### Stated problem:
Can you copy the lines from the one that contains "Expected: one pin per instance of the rocky" through the end of the material below, exactly and with nothing else?

### Rows:
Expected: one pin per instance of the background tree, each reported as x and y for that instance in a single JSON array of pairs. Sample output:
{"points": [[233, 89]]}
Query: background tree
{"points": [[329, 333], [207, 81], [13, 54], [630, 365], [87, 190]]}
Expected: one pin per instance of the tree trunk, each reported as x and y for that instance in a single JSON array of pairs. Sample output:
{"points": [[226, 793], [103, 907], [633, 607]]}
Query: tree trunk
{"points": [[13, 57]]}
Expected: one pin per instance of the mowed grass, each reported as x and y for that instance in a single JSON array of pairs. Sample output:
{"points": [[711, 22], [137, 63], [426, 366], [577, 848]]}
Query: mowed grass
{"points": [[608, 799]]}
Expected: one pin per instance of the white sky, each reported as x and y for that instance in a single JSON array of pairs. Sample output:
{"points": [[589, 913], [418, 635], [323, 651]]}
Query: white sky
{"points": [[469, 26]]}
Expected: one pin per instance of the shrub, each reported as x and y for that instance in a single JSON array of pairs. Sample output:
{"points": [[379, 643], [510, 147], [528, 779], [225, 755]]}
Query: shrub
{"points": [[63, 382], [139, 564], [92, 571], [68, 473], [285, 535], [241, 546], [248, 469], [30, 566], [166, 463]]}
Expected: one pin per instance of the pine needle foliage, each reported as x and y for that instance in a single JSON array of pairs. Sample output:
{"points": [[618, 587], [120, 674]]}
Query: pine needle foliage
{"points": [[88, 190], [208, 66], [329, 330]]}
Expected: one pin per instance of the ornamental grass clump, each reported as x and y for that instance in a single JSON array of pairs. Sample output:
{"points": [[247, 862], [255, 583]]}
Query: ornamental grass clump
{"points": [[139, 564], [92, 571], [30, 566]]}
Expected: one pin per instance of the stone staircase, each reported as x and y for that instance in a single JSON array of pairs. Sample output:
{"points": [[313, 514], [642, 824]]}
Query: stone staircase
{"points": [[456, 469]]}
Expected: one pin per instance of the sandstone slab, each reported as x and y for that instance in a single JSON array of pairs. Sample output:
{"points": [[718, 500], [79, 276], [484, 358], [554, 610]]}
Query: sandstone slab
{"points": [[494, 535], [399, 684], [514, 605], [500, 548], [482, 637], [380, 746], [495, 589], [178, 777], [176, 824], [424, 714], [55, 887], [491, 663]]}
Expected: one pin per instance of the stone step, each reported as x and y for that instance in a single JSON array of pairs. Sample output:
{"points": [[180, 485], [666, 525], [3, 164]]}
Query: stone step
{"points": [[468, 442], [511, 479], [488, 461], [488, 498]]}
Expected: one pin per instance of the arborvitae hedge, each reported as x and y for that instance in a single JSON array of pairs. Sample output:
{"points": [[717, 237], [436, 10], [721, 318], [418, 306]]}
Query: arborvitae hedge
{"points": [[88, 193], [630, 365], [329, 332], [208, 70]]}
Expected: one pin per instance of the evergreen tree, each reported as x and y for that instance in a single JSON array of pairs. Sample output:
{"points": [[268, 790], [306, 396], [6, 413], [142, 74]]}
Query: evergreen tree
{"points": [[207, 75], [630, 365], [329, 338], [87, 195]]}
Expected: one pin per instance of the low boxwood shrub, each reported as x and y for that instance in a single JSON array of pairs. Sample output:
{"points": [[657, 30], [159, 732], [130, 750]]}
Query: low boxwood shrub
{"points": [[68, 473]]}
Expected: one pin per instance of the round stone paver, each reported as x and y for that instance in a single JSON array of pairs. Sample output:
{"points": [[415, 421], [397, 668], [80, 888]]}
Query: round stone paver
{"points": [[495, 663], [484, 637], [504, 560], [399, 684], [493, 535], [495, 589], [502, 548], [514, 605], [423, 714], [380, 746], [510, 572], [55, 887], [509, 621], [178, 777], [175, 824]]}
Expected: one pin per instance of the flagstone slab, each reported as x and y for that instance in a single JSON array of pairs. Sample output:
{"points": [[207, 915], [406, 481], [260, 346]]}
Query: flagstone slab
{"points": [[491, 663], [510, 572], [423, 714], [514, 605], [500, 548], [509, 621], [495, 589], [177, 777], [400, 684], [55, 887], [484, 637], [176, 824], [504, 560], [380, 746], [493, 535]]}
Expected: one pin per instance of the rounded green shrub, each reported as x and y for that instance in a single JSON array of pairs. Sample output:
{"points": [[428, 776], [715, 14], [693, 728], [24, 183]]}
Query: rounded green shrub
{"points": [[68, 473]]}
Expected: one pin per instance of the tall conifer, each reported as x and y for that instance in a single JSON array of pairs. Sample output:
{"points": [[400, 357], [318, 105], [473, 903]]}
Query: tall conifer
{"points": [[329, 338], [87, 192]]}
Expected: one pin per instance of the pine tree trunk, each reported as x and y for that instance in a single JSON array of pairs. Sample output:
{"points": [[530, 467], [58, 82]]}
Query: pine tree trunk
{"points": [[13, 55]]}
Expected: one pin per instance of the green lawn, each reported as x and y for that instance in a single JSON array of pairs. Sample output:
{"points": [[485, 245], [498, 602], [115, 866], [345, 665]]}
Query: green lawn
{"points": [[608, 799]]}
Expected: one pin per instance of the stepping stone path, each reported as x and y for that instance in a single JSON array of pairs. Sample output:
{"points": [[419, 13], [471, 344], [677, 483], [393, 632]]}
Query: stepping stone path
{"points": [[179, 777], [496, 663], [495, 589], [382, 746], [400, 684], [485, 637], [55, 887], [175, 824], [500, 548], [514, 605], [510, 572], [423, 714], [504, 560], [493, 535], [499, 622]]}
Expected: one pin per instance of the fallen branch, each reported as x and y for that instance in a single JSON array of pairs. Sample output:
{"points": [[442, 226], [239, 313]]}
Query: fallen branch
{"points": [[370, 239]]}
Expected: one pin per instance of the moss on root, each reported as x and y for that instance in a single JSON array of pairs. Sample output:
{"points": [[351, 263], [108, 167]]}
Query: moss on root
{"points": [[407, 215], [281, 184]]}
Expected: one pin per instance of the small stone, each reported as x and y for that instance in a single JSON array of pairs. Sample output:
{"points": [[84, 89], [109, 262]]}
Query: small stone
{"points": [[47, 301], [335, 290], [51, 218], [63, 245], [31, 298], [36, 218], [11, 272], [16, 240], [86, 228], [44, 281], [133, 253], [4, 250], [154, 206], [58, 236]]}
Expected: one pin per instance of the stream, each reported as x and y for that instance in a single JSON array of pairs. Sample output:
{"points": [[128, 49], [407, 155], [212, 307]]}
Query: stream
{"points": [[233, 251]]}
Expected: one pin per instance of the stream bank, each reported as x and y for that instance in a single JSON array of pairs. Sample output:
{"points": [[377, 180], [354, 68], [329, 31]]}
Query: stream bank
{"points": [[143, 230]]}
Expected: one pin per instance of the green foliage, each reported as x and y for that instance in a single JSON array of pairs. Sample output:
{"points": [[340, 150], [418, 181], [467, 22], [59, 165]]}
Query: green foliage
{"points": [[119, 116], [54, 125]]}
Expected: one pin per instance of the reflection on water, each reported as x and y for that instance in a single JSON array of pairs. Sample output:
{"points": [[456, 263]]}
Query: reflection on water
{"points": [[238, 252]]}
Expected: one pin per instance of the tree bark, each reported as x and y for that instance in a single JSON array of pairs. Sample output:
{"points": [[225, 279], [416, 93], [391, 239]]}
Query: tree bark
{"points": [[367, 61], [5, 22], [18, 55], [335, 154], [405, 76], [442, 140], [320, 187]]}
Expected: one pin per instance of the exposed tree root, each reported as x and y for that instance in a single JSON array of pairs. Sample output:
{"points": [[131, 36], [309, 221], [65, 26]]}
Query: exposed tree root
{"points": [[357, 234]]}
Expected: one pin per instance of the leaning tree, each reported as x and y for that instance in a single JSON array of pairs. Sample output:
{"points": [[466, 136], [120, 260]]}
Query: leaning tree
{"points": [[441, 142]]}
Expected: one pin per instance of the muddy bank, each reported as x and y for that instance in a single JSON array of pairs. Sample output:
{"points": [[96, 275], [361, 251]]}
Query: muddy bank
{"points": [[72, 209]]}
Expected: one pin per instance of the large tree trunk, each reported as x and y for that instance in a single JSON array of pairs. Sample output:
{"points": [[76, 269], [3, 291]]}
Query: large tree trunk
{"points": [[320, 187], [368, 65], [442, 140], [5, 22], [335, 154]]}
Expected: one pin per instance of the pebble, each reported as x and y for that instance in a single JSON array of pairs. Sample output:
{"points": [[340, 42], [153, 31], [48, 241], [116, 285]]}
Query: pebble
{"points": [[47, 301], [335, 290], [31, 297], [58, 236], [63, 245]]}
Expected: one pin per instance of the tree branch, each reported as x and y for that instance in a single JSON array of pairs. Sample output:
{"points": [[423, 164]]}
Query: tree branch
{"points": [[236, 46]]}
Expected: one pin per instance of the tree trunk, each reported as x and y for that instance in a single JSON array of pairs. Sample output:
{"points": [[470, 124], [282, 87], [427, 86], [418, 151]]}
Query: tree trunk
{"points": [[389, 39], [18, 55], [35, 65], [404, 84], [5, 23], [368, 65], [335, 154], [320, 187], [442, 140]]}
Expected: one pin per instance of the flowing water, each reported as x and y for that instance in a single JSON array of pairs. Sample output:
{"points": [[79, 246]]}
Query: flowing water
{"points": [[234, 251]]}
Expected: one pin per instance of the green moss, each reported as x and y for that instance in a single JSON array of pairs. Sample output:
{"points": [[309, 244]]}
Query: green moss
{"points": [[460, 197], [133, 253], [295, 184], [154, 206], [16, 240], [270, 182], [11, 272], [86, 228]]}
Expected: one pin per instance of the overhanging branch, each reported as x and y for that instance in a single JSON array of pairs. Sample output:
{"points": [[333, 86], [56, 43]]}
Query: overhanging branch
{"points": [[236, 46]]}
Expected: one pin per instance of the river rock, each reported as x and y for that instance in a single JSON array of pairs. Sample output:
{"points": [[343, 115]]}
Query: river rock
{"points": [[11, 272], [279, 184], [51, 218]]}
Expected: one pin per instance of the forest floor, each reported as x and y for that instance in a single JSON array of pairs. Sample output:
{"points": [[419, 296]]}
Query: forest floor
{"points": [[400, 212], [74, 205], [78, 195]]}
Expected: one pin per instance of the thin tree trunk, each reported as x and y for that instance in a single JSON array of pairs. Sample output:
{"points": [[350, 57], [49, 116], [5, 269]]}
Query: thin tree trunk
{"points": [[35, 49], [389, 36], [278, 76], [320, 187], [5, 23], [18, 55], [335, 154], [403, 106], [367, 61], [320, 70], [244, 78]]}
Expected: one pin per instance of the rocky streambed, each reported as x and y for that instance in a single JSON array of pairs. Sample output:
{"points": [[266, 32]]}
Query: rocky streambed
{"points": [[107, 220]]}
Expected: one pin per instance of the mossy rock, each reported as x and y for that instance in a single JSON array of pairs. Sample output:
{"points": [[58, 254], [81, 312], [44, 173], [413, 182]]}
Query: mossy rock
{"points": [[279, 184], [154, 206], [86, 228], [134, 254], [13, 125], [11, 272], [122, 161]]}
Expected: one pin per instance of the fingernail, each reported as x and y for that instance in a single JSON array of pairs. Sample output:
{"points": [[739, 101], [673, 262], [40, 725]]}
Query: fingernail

### Result of this exercise:
Expected: one pin per instance of the rocky streambed, each reported as x and y for that instance in a single JSON array of pairs. Sample output:
{"points": [[266, 32]]}
Query: rocky streambed
{"points": [[107, 220]]}
Expected: one pin per instance of the mossy rock, each reported as x and y for that instance in a single JSON array of pairs. Sample output:
{"points": [[58, 254], [81, 312], [44, 173], [413, 182]]}
Query: mossy rock
{"points": [[279, 184], [154, 206], [86, 228], [134, 254], [13, 125], [11, 272], [122, 161]]}
Expected: one pin per instance of the fingernail, each reported as x and y for that instance in a single JSON array of pairs. Sample output:
{"points": [[739, 101], [673, 262], [40, 725]]}
Query: fingernail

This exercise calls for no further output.